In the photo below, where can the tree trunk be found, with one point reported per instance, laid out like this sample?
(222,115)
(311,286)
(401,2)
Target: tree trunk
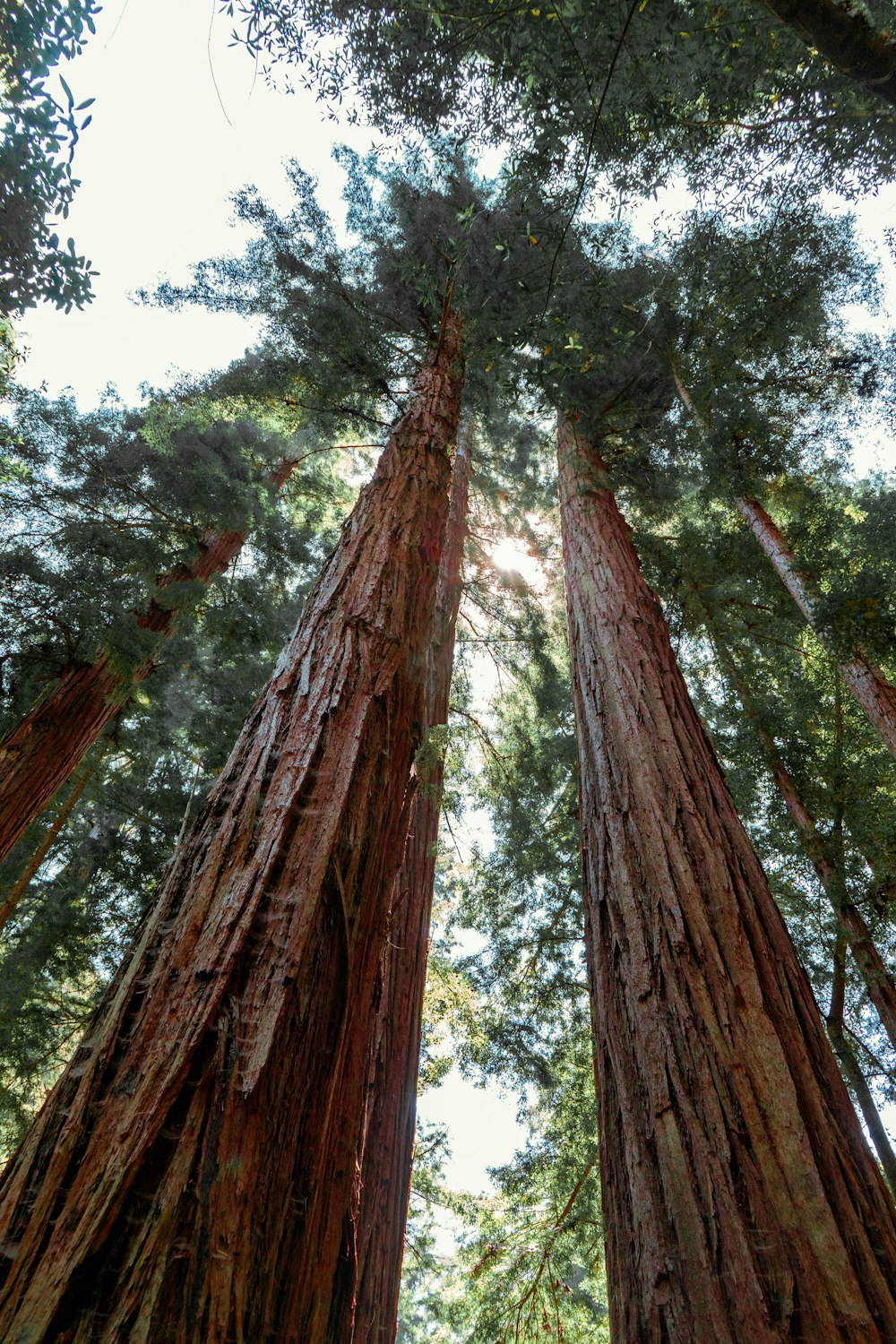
(10,903)
(740,1199)
(40,753)
(850,1067)
(188,1176)
(392,1083)
(882,991)
(868,685)
(844,35)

◆ **SET PROBLEM**
Copy the item above word for word, leaving out the picture.

◆ **ANSWER FOR THE TASK**
In the photo below, where can the tree trunk be found, with one point reported per instance, laid out like this sample?
(222,115)
(311,286)
(401,2)
Target: tree trunk
(10,903)
(740,1199)
(40,753)
(850,1067)
(188,1176)
(392,1083)
(882,991)
(868,685)
(844,35)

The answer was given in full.